───── DATA FOR PROCESSING ─────
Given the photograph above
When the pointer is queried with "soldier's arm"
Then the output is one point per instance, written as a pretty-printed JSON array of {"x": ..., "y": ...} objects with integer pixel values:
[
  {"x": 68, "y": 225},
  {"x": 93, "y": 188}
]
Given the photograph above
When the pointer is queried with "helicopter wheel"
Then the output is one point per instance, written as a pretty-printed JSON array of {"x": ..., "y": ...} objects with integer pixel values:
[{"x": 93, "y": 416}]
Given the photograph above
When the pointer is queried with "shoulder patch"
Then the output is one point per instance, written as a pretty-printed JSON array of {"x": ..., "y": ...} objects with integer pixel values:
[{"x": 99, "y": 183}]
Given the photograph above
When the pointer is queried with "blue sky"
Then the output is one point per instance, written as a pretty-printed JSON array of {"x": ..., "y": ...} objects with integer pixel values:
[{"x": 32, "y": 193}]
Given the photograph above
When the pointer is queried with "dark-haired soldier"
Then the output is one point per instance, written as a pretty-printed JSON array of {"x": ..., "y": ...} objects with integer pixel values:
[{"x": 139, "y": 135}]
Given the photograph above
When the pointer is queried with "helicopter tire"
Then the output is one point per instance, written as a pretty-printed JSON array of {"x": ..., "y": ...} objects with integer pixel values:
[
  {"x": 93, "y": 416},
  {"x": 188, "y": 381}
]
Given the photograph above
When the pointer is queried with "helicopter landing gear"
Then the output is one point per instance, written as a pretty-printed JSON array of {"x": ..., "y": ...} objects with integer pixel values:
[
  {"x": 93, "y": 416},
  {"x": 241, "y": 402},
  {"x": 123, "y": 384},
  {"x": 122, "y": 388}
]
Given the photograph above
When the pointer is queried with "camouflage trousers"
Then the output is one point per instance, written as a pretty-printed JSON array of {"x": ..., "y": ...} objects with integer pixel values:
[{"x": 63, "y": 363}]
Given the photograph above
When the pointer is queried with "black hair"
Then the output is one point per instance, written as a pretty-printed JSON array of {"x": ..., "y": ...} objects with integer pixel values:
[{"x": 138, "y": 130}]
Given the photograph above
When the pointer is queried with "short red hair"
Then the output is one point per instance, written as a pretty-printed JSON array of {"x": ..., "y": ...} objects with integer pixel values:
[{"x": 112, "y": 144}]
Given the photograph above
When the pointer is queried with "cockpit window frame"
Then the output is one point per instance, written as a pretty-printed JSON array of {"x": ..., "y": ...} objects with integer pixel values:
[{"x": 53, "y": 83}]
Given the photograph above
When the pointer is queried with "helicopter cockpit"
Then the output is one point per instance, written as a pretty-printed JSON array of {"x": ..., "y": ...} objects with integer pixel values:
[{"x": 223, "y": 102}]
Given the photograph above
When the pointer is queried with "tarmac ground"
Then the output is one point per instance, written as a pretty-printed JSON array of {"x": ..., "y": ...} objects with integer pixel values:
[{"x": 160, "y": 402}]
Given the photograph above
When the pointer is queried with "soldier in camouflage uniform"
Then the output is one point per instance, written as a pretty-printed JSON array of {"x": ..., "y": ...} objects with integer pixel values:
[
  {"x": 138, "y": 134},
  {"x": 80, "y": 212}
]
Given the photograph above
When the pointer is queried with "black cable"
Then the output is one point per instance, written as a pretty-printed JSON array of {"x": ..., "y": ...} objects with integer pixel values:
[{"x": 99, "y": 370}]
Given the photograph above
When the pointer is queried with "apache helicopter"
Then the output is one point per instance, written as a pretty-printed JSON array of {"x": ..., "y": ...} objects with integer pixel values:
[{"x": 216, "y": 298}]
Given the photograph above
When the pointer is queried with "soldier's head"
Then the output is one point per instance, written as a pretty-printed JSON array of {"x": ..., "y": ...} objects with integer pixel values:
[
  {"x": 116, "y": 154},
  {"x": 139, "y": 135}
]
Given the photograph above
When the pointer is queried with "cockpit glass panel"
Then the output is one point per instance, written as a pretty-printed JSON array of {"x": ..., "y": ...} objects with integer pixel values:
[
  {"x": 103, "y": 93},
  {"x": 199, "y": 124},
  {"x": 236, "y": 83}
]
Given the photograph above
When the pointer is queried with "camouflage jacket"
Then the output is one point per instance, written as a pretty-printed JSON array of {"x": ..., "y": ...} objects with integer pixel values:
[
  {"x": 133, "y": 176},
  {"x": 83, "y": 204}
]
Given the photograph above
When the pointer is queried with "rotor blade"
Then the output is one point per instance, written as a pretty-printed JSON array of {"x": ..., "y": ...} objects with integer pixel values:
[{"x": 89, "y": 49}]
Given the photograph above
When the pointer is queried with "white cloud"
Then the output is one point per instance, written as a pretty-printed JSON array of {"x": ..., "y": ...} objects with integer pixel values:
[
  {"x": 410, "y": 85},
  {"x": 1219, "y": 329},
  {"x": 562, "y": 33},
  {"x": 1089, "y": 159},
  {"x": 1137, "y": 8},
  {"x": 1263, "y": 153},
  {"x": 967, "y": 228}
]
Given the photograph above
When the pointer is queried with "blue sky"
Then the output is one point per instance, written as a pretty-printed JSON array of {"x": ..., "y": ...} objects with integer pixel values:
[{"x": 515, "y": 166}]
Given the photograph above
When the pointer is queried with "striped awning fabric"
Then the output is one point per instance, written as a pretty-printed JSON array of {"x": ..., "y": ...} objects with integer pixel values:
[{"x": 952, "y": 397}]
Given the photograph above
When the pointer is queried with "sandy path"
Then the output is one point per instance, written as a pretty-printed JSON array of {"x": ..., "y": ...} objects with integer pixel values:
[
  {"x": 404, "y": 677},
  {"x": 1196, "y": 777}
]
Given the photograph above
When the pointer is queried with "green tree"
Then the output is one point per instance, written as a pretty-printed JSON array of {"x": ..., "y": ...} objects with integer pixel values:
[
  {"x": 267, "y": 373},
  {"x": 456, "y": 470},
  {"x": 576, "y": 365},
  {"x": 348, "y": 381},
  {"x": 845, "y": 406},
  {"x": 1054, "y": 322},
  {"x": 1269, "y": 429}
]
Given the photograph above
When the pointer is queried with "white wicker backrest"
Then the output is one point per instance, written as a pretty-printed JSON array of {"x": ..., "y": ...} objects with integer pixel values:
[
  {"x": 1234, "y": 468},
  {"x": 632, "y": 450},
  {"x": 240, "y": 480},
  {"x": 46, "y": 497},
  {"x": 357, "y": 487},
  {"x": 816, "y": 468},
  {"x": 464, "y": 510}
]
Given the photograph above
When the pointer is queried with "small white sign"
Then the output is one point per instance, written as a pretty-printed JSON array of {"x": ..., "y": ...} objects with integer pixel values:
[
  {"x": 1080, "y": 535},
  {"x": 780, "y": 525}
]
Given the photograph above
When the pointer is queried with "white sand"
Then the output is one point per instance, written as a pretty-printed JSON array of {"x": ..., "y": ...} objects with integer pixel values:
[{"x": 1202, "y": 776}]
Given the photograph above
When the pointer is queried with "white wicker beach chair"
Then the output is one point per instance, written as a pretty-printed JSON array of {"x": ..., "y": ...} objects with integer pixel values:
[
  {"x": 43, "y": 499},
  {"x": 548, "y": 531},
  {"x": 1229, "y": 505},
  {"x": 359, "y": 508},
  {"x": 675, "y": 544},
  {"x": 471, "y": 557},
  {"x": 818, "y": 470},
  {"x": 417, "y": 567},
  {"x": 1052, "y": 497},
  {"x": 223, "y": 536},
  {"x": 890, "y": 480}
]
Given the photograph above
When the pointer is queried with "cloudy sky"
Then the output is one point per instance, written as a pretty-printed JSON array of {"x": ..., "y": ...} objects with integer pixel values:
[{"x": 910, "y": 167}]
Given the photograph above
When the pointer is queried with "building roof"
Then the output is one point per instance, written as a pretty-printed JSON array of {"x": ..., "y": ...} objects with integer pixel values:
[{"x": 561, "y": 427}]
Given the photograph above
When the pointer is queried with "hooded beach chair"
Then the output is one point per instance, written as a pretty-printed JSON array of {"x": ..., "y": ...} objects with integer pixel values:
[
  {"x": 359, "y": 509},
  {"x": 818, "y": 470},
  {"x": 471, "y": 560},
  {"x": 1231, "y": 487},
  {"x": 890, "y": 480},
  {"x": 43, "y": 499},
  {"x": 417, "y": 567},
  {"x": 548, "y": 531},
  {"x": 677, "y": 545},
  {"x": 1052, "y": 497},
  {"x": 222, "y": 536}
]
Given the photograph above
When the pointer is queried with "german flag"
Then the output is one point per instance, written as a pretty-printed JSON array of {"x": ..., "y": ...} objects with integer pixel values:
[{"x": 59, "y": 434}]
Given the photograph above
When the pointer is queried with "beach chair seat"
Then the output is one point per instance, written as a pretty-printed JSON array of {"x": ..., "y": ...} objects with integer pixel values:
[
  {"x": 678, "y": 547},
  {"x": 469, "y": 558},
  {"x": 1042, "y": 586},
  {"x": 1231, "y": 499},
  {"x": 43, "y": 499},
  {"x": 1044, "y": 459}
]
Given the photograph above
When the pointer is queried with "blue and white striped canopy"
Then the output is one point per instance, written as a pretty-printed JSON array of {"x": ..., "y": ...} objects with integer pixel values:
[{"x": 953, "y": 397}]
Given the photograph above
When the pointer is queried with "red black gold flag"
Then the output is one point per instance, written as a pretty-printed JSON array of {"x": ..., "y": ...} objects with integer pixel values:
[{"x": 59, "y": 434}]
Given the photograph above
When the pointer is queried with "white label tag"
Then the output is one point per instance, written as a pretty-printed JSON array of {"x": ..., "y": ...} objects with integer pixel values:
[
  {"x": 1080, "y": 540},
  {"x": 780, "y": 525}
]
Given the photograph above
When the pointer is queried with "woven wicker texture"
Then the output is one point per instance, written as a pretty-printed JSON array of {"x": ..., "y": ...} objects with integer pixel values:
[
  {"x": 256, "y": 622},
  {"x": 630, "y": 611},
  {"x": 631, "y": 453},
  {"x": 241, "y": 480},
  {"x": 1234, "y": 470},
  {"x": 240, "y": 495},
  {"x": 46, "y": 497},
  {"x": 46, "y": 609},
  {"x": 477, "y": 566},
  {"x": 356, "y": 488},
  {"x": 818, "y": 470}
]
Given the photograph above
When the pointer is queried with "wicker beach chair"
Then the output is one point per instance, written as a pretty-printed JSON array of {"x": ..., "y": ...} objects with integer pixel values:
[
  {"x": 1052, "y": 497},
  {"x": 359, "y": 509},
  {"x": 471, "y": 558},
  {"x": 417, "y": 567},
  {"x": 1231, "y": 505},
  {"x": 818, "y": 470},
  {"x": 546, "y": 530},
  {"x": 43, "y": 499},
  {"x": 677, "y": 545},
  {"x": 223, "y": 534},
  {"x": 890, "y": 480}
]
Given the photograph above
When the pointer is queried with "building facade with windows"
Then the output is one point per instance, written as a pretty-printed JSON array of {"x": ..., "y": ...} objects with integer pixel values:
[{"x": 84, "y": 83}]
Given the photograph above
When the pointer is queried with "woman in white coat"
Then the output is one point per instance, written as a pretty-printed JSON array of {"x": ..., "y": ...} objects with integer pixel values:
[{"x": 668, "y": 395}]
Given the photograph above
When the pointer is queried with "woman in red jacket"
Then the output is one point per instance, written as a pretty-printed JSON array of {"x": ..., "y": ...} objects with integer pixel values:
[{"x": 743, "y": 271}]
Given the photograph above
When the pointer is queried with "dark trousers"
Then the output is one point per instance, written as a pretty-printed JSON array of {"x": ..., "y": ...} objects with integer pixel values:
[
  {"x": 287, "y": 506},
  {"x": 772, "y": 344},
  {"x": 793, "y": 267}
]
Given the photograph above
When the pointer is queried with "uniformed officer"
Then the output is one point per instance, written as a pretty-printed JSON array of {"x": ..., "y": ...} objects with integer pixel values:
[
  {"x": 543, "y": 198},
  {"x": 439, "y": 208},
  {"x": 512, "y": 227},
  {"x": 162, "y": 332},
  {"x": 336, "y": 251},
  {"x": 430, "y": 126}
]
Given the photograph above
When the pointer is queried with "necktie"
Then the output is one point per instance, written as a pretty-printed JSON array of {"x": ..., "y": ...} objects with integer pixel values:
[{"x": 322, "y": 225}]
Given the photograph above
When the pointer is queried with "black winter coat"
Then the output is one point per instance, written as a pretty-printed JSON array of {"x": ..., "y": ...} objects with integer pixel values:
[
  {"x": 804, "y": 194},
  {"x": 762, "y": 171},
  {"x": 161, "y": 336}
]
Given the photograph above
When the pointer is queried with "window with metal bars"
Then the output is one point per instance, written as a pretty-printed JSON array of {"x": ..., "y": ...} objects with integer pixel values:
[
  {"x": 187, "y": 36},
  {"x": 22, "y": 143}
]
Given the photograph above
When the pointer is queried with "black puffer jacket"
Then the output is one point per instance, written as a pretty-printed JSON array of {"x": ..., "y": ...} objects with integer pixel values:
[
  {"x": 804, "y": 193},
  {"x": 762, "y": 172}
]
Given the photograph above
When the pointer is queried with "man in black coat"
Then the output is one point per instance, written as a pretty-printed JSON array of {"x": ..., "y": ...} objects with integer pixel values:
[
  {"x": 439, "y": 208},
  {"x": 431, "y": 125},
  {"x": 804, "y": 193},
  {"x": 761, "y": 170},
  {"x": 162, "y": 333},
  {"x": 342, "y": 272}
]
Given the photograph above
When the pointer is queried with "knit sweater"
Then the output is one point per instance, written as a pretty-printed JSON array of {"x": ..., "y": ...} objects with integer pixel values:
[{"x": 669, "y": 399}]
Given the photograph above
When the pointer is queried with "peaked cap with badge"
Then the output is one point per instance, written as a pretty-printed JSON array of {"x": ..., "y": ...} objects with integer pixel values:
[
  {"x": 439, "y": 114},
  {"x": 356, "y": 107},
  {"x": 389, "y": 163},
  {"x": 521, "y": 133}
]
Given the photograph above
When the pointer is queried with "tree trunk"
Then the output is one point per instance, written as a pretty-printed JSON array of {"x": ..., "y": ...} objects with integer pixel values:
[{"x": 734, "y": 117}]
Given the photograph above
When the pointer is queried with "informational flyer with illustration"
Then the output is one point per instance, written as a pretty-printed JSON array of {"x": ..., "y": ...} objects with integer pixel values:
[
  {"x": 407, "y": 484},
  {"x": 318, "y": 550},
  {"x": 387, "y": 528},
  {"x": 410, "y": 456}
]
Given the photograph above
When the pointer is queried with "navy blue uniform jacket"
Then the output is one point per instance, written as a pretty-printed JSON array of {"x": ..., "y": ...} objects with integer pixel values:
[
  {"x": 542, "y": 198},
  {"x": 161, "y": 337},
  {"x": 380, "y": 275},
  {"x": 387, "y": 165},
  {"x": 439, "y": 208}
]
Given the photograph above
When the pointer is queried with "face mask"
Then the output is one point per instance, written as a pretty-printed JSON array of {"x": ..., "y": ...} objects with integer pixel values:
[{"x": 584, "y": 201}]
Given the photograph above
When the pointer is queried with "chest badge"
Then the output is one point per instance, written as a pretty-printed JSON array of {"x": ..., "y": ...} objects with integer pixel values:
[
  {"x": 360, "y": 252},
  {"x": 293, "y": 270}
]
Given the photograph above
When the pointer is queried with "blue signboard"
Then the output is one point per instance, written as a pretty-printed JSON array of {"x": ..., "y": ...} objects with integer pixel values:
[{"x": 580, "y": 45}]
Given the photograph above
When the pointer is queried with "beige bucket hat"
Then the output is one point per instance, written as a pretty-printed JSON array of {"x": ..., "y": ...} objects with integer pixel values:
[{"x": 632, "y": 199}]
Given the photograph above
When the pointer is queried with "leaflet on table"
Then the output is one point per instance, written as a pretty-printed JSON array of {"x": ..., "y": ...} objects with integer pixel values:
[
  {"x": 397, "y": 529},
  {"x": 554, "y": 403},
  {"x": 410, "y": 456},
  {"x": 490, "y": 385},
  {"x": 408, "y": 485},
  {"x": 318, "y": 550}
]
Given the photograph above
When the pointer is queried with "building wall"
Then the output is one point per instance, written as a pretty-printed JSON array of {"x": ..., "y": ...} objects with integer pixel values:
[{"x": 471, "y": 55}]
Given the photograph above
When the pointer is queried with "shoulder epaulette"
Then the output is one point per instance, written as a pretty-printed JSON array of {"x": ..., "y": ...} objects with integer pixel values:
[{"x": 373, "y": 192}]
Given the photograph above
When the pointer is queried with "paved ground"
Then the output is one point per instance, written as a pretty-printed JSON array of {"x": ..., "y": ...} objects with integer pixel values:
─────
How many lines in the records above contain the string "black"? Case matters, so give only the number.

6